### Datos disponibles

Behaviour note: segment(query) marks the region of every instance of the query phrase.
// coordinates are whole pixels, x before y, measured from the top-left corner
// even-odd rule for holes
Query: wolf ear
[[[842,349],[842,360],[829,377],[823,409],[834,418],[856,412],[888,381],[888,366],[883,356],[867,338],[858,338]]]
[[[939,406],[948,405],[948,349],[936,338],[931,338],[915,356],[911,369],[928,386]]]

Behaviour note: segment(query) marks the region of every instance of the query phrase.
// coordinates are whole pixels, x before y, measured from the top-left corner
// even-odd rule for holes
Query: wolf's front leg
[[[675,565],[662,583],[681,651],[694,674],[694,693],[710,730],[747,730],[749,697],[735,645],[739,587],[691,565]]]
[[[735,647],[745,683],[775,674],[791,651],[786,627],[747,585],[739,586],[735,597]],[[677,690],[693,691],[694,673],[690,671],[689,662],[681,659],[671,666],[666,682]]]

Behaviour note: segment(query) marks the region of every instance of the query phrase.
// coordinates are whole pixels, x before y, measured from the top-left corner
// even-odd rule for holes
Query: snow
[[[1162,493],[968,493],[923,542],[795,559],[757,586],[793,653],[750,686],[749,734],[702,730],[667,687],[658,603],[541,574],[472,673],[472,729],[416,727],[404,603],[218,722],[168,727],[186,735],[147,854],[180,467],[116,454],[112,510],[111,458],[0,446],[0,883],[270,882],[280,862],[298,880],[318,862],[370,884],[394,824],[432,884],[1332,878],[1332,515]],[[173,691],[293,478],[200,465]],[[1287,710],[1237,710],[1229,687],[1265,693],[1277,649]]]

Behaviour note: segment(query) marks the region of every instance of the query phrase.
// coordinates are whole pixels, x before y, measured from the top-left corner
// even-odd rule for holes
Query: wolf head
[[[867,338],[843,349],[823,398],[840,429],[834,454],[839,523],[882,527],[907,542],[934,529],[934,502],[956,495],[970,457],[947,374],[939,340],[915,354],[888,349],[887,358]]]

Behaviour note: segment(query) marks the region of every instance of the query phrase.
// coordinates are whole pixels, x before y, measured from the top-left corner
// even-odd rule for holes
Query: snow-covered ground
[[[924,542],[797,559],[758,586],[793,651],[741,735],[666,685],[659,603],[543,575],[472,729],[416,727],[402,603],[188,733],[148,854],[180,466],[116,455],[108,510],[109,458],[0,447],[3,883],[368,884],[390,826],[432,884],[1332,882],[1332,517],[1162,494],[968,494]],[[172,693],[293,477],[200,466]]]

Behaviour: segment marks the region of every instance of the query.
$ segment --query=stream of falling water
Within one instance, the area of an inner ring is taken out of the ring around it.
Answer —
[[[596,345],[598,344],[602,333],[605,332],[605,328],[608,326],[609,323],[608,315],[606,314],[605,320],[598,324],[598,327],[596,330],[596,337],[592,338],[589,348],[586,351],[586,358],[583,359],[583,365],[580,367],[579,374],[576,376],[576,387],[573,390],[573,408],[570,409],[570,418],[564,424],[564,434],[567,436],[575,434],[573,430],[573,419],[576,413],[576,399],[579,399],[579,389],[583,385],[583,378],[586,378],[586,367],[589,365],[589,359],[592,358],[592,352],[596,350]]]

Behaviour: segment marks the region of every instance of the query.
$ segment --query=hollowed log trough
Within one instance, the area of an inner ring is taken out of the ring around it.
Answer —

######

__Qué se pide__. Copia íntegro el listado de arriba, línea por línea y sin cambiar nada.

__Salida completa__.
Behaviour note: segment(query) marks the region of every instance of the query phrase.
// coordinates are whole pixels, x before y, measured from the top-left corner
// even-odd rule for holes
Query: wolf ear
[[[842,349],[842,360],[829,377],[823,409],[834,418],[856,412],[888,381],[888,366],[883,356],[867,338],[858,338]]]
[[[939,406],[948,405],[948,349],[936,338],[931,338],[915,356],[911,369],[928,386]]]

Behaviour note: segment(query) marks the region of every instance of the query phrase.
// coordinates are whole pixels, x before y, measured from the top-left corner
// even-odd rule for holes
Query: wolf's front leg
[[[675,565],[662,583],[681,651],[694,674],[694,693],[710,730],[747,730],[749,697],[735,645],[739,587],[691,565]]]
[[[735,647],[745,683],[775,674],[791,651],[786,627],[747,585],[739,586],[735,597]],[[677,690],[693,691],[694,673],[690,671],[689,662],[681,659],[671,666],[666,682]]]

Behaviour note: segment(query) marks the region of every instance of the query phrase.
// coordinates are whole pixels, x before y, measured from the top-left corner
// even-odd rule for holes
Query: snow
[[[1162,493],[968,493],[923,542],[795,559],[757,586],[793,653],[750,686],[749,734],[702,730],[667,687],[658,603],[541,574],[472,673],[472,729],[416,727],[404,603],[218,722],[168,727],[186,735],[147,854],[180,467],[116,454],[112,510],[111,458],[0,446],[0,883],[270,882],[280,862],[298,880],[318,862],[370,884],[394,824],[432,884],[1332,878],[1332,515]],[[173,691],[293,478],[200,465]],[[1287,710],[1237,710],[1229,687],[1265,693],[1277,649]]]

Behaviour note: segment(query) marks the region of every instance of the query phrase.
// coordinates are whole pixels, x before y, measured from the top-left corner
// even-odd rule for holes
Query: wolf head
[[[867,338],[843,349],[823,398],[840,429],[834,454],[839,523],[882,527],[907,542],[934,529],[934,502],[956,495],[970,457],[947,374],[939,340],[915,354],[888,349],[887,358]]]

Behaviour note: segment(query) marks the region of every instance of the query phrase.
// coordinates are whole pixels, x before y, measured from the top-left corner
// even-odd rule for holes
Query: snow-covered ground
[[[924,542],[797,559],[758,586],[793,651],[741,735],[666,685],[659,603],[543,575],[472,729],[416,727],[402,603],[188,733],[148,854],[180,466],[116,455],[108,510],[109,458],[0,447],[3,883],[368,884],[390,826],[432,884],[1332,882],[1332,517],[1162,494],[968,494]],[[172,693],[293,477],[200,466]]]

Behaviour: segment marks the region of every instance of the query.
$ segment --query=stream of falling water
Within one instance, the area of an inner ring is taken out of the ring around it.
Answer —
[[[596,345],[598,344],[602,333],[605,332],[605,328],[608,326],[609,323],[608,315],[606,314],[605,320],[598,324],[598,327],[596,330],[596,337],[592,338],[589,348],[586,351],[586,358],[583,359],[583,365],[580,367],[579,374],[576,376],[576,387],[573,390],[573,408],[570,409],[570,418],[564,424],[564,434],[567,436],[575,434],[573,430],[573,419],[576,413],[576,399],[579,399],[579,389],[583,385],[583,378],[586,378],[586,367],[589,365],[589,359],[592,358],[592,352],[596,350]]]

Behaviour: segment marks the region of every instance of the query.
$ segment --query=hollowed log trough
Within one instance, the area of an inner ring is taken out of the ring around it.
Answer —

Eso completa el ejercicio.